Los profundos y constantes vaivenes políticos e ideológicos que experimentó el mundo, y en concreto Europa, en la primera mitad del siglo XX, no son ajenos ni a la vida ni a la obra de Stefan Zweig; una obra que se caracterizó por un profundo matiz intelectual y sus ansias de libertad, que entre otros muchos campos de la vida, buscó su faceta moral. En este sentido, en Los milagros de la vida, Zweig viaja hasta el Flandes gobernado bajo la batuta de Carlos I para mostrarnos las oscuras virtudes de la fe, que tanto pueden ser empleadas para buscar la más alta expresión de la belleza, como para suplantar las creencias y la fe de los otros, ya sea a través de la palabra o de la máxima expresión de la barbarie intrínseca al ser humano. La pericia con la que Zweig nos plantea y desarrolla esta aventura moral hacia el tema de las religiones en la historia de la humanidad es, como siempre, profundamente estética y bella en sí misma. El lenguaje y el recorrido interior de los sentimientos de sus personajes, están cargados de un brillo especial como en su prosa es característico, logrando sumergirnos en un continuo viaje donde la belleza de las palabras no nos deja indiferentes. No obstante, esta especie de excursión mística en la que consiste Los milagros de la vida, nos proporciona las huellas que nos llevan a plantearnos con una cierta antelación, la necesidad del ser humano de dominar a su prójimo, ya sea a través de la ideas o de la fuerza; una vicisitud a la que Zweig no se mantuvo indiferente, pues a pesar de su condición de judío no practicante, tuvo la imperiosa necesidad de recoger parte de Europa en busca de refugio. Una sensación de peligro que le llevó a suicidarse junto a su mujer en 1942, cuando los nazis tomaron Singapur, y este hecho le hizo presentir el dominio absoluto de los mismos en todo el planeta.

Qué se pide:
a. Según el comentario sobre Los milagros de la vida, ¿bajo el gobierno de quién estaba el Flandes al que viaja Zweig en esa obra?
b. Enumera todos los nombres propios de lugares que aparecen en el comentario sobre Los milagros de la vida.
c. Escribe la continuación del comentario sobre Los milagros de la vida a partir de su última oración.

Conjunto de datos:

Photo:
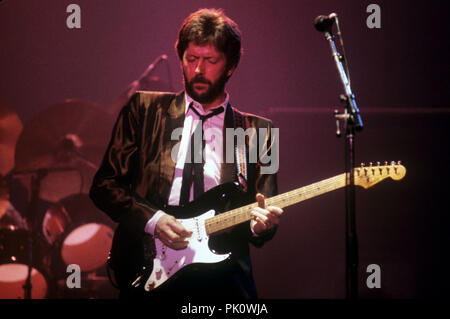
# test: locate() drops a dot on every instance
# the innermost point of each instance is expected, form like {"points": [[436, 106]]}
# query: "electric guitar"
{"points": [[157, 263]]}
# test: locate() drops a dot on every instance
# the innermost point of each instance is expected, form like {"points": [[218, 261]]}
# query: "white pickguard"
{"points": [[169, 261]]}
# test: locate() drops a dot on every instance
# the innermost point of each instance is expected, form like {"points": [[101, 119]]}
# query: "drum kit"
{"points": [[53, 158]]}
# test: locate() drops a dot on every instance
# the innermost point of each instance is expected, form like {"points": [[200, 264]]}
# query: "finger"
{"points": [[171, 235], [261, 200]]}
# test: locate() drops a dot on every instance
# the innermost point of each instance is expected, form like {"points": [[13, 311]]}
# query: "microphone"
{"points": [[324, 23]]}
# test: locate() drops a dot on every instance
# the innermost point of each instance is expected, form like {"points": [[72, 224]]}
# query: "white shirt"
{"points": [[213, 135]]}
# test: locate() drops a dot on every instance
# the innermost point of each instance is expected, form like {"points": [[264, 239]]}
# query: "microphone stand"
{"points": [[352, 123]]}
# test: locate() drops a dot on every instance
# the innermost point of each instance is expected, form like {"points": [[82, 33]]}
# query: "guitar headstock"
{"points": [[367, 176]]}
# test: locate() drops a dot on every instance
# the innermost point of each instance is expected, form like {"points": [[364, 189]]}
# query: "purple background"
{"points": [[399, 73]]}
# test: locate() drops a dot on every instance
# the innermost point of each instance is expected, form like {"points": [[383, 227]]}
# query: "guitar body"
{"points": [[146, 263]]}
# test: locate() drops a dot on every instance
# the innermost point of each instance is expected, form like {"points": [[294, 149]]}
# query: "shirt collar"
{"points": [[188, 100]]}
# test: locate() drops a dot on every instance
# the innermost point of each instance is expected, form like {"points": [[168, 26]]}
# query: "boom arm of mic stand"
{"points": [[353, 110]]}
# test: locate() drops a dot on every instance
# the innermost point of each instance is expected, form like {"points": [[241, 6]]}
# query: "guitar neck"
{"points": [[240, 215]]}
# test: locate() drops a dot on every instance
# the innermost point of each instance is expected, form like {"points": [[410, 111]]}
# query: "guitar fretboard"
{"points": [[242, 214]]}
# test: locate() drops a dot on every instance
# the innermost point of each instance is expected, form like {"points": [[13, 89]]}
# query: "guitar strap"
{"points": [[241, 121]]}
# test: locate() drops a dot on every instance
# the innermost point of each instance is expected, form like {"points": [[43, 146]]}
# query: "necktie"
{"points": [[193, 165]]}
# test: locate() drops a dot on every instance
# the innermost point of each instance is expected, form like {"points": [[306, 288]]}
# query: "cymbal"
{"points": [[66, 143], [10, 129]]}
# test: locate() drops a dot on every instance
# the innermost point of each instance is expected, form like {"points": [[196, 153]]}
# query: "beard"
{"points": [[214, 90]]}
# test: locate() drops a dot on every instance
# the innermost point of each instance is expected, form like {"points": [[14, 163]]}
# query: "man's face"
{"points": [[205, 72]]}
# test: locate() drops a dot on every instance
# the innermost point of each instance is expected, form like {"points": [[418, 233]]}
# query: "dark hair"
{"points": [[211, 26]]}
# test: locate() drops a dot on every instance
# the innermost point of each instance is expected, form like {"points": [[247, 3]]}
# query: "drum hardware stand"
{"points": [[352, 123]]}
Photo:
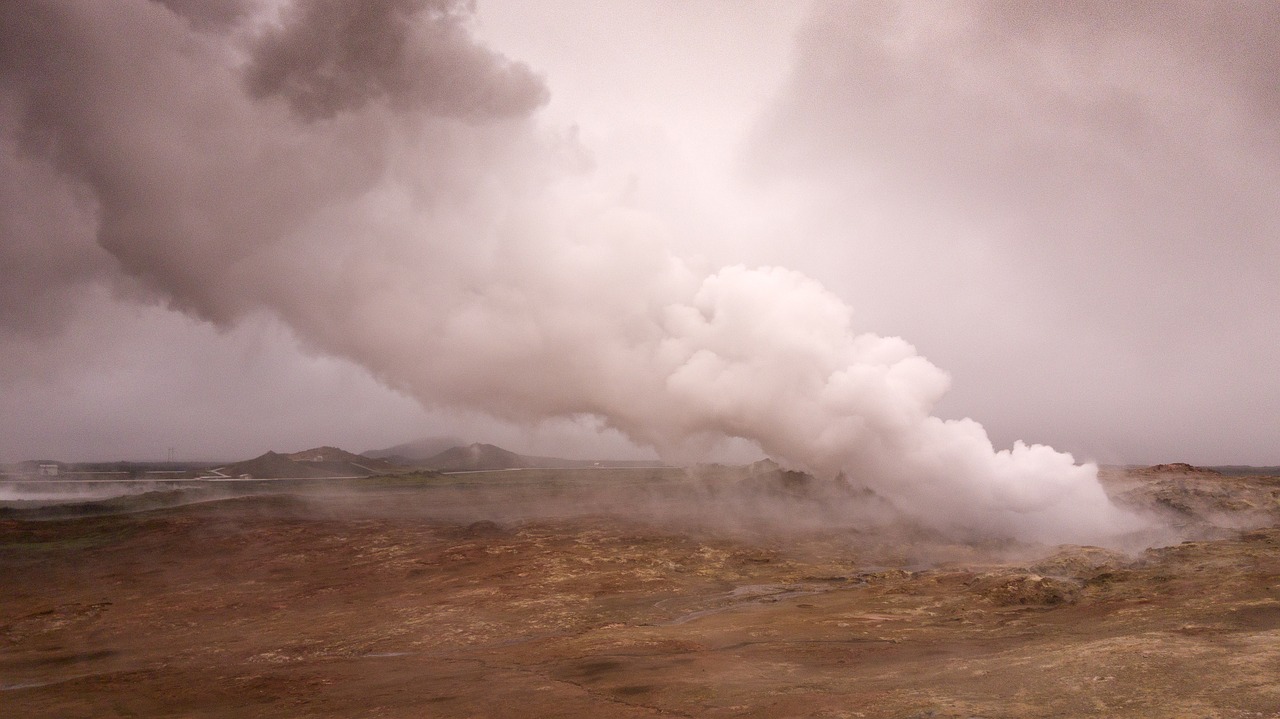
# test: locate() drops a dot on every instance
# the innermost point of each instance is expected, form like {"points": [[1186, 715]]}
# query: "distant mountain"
{"points": [[487, 457], [476, 457], [411, 452], [342, 462], [310, 463], [273, 466]]}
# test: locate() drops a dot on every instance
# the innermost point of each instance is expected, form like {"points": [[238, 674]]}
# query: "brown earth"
{"points": [[402, 600]]}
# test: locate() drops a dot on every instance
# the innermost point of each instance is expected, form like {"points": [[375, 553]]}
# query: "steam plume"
{"points": [[371, 175]]}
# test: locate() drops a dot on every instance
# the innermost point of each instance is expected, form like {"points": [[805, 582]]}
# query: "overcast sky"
{"points": [[236, 227]]}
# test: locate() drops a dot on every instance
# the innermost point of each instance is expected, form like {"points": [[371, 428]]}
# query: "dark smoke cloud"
{"points": [[333, 55], [373, 178]]}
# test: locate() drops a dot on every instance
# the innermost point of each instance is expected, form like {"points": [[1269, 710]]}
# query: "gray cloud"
{"points": [[333, 55], [371, 177], [1070, 205]]}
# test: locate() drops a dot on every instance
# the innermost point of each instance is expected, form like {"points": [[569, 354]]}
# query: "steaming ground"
{"points": [[630, 592], [398, 205]]}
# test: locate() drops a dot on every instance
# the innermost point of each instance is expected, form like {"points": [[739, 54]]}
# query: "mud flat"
{"points": [[417, 598]]}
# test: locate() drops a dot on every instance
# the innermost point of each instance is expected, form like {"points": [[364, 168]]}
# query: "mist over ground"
{"points": [[410, 202]]}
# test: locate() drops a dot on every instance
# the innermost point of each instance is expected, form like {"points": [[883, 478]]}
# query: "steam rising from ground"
{"points": [[371, 175]]}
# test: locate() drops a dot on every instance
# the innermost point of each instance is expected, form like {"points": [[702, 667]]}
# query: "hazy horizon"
{"points": [[592, 230]]}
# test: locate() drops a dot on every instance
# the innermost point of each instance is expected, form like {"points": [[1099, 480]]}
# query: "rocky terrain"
{"points": [[433, 596]]}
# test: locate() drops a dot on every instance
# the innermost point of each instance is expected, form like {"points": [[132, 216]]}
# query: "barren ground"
{"points": [[402, 600]]}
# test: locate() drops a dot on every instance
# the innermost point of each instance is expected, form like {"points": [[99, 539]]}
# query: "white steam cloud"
{"points": [[371, 175]]}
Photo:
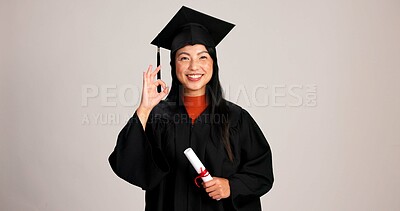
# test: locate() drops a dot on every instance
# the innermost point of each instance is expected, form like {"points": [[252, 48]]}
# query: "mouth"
{"points": [[194, 77]]}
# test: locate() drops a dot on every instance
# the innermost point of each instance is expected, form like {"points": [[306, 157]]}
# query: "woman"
{"points": [[149, 150]]}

Respuestas:
a. Bajo el gobierno de Carlos I.

b. Europa, Flandes, Singapur.

c.
Miedos aparte, Los milagros de la vida es una historia de luz y sombras. Luz que se traduce en la necesidad de un pintor de realizar un cuadro de encargo, que por un lado satisfaga las necesidades de purificación de quien lo encarga, y por otro, que sea lo suficientemente bueno para igualar la belleza del que ya se encuentra en el altar donde irá el que acaba de ser encargado. Esa luz, el artista la busca a través de la fe, una fe tamizada por el paso del tiempo, pues ya en su finitud, buscará la pureza como la más alta manifestación artística posible que nos puede conducir hasta la verdadera fe. A pesar de todo, esa búsqueda no es sencilla, y la duda y los miedos afloran en el pintor, hasta que da con el rostro que él cree que representa todo aquello que anhela. La relación entre artista y modelo o entre un hombre maduro y una joven inocente enclaustrada en sus propios miedos, le servirá a Zweig para explorar en las entrañas del ser humano, dibujando con maestría el mundo interior de ambos personajes, y esa falta que el ser humano expresa constantemente de intentar ponerse en el lugar del otro (una de las claves de las guerras más fratricidas) que el escritor austriaco logra ensalzar en el relato de esta novela corta profundamente visual y moral.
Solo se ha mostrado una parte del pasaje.